Directions for this task = Lay out the lines of the listing between the line holding "the wind turbine, reported" and the line holding "Query: wind turbine", inclusive, as a Markdown table with the columns Row and Line. Number each row and leave out any blank lines.

Input rows =
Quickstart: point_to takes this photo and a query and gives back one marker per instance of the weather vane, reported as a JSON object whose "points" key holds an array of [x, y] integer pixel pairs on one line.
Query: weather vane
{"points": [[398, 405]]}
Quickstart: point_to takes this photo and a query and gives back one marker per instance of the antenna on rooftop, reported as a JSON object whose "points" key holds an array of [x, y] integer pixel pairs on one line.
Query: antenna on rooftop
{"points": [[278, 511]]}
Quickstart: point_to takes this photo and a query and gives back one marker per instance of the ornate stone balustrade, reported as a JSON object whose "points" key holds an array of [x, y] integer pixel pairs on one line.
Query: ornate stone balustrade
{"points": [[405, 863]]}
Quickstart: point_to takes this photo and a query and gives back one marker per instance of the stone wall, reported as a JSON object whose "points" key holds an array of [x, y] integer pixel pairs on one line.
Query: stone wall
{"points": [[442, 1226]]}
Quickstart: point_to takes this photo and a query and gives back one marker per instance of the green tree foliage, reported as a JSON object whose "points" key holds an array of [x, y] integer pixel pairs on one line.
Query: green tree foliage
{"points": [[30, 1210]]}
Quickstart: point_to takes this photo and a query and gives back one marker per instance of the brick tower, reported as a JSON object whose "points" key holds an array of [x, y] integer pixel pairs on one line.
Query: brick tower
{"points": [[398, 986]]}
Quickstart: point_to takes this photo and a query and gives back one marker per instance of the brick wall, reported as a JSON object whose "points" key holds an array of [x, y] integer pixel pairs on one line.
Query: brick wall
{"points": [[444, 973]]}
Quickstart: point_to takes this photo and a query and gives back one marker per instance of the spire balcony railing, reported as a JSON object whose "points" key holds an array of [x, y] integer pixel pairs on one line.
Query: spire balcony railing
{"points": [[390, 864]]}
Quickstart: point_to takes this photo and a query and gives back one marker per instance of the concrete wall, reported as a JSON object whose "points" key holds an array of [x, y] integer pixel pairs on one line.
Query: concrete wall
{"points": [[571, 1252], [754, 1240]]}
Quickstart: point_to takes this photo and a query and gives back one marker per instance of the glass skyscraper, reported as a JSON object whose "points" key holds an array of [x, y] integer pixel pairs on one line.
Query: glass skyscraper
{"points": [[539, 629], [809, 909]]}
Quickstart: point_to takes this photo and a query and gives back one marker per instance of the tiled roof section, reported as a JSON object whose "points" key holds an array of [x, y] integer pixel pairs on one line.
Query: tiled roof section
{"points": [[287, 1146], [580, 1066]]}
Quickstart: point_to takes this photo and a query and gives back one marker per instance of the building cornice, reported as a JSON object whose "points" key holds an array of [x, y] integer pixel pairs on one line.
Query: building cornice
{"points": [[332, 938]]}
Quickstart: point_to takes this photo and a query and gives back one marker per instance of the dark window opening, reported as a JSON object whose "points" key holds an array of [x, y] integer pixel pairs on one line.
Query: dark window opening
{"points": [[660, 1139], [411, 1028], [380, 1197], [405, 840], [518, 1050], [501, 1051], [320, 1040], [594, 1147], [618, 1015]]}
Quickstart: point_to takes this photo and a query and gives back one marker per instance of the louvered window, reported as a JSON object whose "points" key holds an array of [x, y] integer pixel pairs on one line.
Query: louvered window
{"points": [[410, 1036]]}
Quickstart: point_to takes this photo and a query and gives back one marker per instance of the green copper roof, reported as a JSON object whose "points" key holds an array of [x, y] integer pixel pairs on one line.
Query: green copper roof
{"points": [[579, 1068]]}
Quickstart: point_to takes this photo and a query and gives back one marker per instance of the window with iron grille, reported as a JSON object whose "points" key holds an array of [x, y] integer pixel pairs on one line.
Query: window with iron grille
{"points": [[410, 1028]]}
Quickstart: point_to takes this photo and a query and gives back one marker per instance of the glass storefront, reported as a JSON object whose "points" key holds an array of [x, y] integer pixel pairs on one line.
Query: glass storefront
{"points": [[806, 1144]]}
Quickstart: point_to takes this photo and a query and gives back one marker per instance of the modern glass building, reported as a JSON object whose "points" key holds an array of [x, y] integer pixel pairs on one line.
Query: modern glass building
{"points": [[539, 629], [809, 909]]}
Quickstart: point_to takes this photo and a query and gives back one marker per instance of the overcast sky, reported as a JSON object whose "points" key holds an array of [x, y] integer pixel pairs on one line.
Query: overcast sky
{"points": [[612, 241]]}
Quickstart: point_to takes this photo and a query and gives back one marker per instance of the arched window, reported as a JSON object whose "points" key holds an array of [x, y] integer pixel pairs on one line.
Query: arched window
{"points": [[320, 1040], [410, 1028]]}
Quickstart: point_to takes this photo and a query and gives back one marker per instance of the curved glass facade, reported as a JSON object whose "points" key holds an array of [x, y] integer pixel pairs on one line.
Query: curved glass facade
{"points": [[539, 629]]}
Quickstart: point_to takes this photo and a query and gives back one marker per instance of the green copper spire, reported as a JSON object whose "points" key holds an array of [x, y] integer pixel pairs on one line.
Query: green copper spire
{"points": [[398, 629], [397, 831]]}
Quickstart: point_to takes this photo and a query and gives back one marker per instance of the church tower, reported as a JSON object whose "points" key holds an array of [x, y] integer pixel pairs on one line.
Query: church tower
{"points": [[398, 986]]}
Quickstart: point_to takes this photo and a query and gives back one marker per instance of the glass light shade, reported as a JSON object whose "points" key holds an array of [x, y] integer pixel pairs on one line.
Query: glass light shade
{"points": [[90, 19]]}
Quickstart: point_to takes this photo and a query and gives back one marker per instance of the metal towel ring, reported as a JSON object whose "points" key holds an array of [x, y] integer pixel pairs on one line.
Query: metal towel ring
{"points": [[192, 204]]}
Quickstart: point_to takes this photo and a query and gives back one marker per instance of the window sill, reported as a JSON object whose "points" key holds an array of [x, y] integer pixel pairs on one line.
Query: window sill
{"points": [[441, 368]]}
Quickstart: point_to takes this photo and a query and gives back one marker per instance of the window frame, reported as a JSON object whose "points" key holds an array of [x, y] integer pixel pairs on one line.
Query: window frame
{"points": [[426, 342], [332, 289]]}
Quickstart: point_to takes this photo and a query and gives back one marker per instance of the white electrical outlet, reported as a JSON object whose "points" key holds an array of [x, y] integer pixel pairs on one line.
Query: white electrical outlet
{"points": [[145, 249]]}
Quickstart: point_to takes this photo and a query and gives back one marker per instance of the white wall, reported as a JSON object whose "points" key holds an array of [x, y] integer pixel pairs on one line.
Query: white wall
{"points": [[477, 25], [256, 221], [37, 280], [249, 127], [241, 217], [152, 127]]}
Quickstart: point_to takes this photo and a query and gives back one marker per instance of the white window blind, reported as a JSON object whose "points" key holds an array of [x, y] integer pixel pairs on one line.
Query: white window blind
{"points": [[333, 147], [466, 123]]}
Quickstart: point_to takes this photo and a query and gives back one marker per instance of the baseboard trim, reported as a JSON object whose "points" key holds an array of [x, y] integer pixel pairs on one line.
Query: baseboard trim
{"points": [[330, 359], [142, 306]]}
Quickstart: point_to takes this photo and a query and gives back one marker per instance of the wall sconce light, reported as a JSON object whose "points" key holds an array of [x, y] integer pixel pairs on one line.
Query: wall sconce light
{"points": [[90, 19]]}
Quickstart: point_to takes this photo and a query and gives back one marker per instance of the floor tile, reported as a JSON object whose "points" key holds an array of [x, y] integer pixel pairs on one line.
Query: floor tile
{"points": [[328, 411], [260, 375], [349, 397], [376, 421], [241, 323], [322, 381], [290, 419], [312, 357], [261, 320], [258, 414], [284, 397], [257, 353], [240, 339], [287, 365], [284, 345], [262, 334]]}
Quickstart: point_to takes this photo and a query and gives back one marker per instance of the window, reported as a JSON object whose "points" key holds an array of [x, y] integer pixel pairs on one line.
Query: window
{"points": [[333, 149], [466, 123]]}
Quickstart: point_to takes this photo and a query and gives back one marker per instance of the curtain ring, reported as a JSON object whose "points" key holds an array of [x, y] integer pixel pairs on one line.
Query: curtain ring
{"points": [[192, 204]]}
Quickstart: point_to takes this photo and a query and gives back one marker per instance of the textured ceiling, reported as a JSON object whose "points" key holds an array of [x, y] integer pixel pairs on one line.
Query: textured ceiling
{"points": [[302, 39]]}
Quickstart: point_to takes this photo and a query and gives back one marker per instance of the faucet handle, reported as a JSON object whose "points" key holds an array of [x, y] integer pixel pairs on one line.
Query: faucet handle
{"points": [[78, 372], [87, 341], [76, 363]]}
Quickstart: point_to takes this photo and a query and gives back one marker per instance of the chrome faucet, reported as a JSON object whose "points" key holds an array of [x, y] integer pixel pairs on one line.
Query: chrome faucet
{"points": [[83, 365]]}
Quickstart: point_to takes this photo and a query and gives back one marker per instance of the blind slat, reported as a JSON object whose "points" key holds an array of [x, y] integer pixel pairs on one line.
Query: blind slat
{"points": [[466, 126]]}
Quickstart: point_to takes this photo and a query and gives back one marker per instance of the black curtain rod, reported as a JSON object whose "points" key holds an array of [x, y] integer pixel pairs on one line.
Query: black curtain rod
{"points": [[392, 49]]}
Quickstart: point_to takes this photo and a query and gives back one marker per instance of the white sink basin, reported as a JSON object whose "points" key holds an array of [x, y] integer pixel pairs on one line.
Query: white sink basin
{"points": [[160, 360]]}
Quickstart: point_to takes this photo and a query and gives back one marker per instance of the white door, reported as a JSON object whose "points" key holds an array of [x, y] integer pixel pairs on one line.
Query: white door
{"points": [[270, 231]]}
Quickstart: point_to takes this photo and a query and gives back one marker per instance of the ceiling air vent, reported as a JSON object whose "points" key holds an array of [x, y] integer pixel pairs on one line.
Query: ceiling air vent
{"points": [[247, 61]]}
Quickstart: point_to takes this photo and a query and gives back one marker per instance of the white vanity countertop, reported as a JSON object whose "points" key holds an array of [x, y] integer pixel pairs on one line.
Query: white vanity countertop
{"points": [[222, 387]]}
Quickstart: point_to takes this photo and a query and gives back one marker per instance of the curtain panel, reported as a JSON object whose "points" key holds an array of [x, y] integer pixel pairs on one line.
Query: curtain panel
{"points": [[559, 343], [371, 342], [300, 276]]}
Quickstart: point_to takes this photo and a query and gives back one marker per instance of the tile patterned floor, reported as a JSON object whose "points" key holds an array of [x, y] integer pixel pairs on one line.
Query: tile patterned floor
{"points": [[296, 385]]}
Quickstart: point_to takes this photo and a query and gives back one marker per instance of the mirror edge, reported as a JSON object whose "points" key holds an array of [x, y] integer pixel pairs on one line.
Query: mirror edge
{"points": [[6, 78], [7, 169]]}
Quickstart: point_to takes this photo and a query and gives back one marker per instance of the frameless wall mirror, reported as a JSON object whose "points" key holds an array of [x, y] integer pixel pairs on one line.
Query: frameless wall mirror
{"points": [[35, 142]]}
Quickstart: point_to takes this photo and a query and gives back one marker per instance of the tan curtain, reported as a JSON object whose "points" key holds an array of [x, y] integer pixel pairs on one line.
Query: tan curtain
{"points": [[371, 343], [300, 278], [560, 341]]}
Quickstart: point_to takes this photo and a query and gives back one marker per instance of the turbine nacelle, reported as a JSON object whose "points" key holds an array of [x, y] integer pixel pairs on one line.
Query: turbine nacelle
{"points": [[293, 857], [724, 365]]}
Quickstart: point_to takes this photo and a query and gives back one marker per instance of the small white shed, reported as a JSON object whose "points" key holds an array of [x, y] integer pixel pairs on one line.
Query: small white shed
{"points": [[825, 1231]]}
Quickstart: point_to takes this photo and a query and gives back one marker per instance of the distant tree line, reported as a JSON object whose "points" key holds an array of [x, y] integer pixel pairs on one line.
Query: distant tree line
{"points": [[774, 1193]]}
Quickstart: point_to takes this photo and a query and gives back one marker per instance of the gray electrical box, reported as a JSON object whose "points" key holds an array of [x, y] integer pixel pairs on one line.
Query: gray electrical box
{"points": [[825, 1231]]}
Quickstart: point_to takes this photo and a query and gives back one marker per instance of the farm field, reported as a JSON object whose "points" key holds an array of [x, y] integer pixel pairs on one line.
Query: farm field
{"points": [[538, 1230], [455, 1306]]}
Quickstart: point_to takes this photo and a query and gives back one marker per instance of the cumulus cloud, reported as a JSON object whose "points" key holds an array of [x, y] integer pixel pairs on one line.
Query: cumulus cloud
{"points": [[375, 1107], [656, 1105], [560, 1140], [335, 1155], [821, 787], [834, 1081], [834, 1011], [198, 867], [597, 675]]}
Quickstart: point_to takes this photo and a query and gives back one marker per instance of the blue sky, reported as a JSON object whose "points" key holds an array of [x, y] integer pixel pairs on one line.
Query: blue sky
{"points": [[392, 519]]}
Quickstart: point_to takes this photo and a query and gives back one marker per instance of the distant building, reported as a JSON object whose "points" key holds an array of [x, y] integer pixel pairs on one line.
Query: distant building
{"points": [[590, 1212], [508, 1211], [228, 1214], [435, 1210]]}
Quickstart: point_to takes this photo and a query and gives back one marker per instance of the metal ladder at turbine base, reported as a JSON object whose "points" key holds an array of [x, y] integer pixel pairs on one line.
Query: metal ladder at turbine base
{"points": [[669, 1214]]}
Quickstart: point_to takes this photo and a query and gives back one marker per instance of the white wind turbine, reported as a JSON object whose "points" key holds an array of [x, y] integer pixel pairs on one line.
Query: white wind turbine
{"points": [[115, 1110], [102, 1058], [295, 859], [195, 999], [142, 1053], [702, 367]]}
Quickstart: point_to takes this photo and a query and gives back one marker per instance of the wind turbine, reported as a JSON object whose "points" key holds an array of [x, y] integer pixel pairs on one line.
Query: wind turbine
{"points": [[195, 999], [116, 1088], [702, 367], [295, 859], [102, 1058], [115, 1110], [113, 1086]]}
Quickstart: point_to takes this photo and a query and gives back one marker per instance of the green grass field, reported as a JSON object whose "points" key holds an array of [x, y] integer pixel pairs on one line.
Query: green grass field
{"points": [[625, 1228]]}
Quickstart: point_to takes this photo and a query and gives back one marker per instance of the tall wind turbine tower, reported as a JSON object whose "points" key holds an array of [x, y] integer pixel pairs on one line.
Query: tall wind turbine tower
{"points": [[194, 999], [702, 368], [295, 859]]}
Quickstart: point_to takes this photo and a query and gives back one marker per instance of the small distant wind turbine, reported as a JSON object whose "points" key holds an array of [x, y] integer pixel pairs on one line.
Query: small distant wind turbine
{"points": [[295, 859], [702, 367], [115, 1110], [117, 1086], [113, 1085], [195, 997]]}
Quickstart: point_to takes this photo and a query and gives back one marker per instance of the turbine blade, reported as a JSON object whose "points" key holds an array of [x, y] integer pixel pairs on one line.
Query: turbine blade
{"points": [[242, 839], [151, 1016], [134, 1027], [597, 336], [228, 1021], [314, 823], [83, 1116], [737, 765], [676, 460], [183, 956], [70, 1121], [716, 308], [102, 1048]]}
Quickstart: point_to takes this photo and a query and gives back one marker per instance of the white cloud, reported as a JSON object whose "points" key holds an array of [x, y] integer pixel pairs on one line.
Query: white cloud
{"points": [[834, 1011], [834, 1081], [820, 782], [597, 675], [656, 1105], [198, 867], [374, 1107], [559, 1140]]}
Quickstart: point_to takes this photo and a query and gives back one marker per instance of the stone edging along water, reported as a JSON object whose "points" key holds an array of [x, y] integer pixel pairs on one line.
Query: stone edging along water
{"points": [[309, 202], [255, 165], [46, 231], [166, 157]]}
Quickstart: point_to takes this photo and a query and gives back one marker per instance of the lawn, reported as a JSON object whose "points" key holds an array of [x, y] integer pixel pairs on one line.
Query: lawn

Output of the task =
| Row | Line |
|---|---|
| 1 | Quickstart: point_to takes this photo and a query and gives back one marker per instance of the wind turbine, reported as a JSON object whose "points" key holds an array of [x, y] integer pixel pairs on one line. |
| 2 | Query: wind turbine |